Textauszug:
========

Bundesgerichtshof
Urt. v. 16.04.1959, Az.: II ZR 164/57
Rechtsmittel
Bibliographie
- Gericht
- BGH
- Datum
- 16.04.1959
- Aktenzeichen
- II ZR 164/57
- Entscheidungsform
- Urteil
- Referenz
- WKRS 1959, 14858
- Entscheidungsname
- [keine Angabe]
- ECLI
- [keine Angabe]
Verfahrensgang
- vorgehend
- OLG Schleswig - 25.04.1957
- LG Kiel
Rechtsgrundlagen
- § 7 Abs. 2 BinnenschiffahrtsG v. 15. Juni 1898, RGBl. 868
- § 77 BinnenschiffahrtsG v. 15. Juni 1898, RGBl. 868
- § 631 BGB
- § 286 C ZPO
Fundstellen
- MDR 1959, 640 (Volltext mit amtl. LS)
- NJW 1959, 1366 (Volltext mit amtl. LS)
Prozessführer
1. der Firma A.C. H., Schiffahrtsbetrieb, K.-We., Wi.straße ...,
2. des Schiffskapitäns Otto W., K., L. Straße ...,
Prozessgegner
den Kreisveterinärrat Dr. Bruno P., M.-G., Po.straße ...,
Amtlicher Leitsatz
- 1.
Beim Personenbeförderungsvertrag endet die Beförderungspflicht des Schiffsunternehmers regelmäßig nicht schon, wenn die Fahrgäste das Schiff verlassen, sondern erst, wenn sie an Land kommen. Das Anlandbringen der Fahrgäste ist eine Hauptverpflichtung des Unternehmers, für deren ordnungsgemäße Erfüllung er die Beweislast trägt, wenn ein Fahrgast zu Schaden kommt.
- 2.
Anscheinsbeweis für die Tragfähigkeit eines Brettes.

========

Datenübersicht:
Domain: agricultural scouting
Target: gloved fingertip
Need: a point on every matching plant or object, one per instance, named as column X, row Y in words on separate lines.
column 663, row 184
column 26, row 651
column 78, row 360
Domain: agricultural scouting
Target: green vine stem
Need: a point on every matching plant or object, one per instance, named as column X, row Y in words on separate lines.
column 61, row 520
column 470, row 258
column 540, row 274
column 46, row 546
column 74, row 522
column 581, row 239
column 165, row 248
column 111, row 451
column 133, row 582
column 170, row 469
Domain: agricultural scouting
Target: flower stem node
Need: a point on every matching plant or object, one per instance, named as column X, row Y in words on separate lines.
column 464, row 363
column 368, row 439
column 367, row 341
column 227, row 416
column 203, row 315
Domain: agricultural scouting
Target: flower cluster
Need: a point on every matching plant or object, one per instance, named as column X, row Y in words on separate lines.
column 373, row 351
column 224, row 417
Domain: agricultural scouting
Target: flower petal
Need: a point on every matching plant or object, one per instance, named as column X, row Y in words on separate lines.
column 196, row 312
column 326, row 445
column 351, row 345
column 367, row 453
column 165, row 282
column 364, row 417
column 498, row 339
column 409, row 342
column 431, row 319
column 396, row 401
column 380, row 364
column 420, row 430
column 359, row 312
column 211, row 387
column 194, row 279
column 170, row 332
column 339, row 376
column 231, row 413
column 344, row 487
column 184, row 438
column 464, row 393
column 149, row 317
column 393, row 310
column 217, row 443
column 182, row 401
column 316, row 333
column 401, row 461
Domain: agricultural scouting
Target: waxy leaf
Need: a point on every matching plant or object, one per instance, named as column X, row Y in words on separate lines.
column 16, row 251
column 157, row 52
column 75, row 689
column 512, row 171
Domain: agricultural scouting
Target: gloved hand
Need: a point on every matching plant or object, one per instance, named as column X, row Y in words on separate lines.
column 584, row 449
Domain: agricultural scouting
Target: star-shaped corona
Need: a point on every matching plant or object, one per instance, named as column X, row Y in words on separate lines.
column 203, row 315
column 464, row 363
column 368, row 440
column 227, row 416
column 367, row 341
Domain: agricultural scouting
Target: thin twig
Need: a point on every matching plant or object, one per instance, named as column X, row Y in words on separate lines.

========

Zu erledigende Aufgaben:
**1)** Schreiben Sie aus dem BGH-Urteil den Abschnitt von „Prozessführer“ bis „zu Schaden kommt.“ wörtlich ab.
**2)** Wann endet laut dem ersten Leitsatz des BGH-Urteils die Beförderungspflicht des Schiffsunternehmers in der Regel?
**3)** Setzen Sie das BGH-Urteil im Anschluss an seinen letzten Satz fort.
Die Einträge spielen dafür keine Rolle.

Erwartete Ergebnisse:
**1)**
Prozessführer
1. der Firma A.C. H., Schiffahrtsbetrieb, K.-We., Wi.straße ...,
2. des Schiffskapitäns Otto W., K., L. Straße ...,
Prozessgegner
den Kreisveterinärrat Dr. Bruno P., M.-G., Po.straße ...,
Amtlicher Leitsatz
- 1.
Beim Personenbeförderungsvertrag endet die Beförderungspflicht des Schiffsunternehmers regelmäßig nicht schon, wenn die Fahrgäste das Schiff verlassen, sondern erst, wenn sie an Land kommen. Das Anlandbringen der Fahrgäste ist eine Hauptverpflichtung des Unternehmers, für deren ordnungsgemäße Erfüllung er die Beweislast trägt, wenn ein Fahrgast zu Schaden kommt.

**2)** Erst wenn die Fahrgäste an Land kommen, nicht schon, wenn sie das Schiff verlassen.

**3)**
hat der II. Zivilsenat des Bundesgerichtshofs auf die mündliche Verhandlung vom 16. April 1959 unter Mitwirkung des Senatspräsidenten Dr. Nastelski und der Bundesrichter Dr. Haidinger, Dr. Nörr, Dr. Haager und Liesecke
für Recht erkannt:
Tenor:
Auf die Revision der Beklagten wird das Urteil des 1. Zivilsenats des Schleswig-Holsteinischen Oberlandesgerichts in Schleswig vom 25. April 1957 aufgehoben, soweit zum Nachteil der Beklagten erkannt worden ist. Im Umfange der Aufhebung wird die Sache zur anderweiten Verhandlung und Entscheidung, auch über die Kosten der Revision, an das Berufungsgericht zurückverwiesen.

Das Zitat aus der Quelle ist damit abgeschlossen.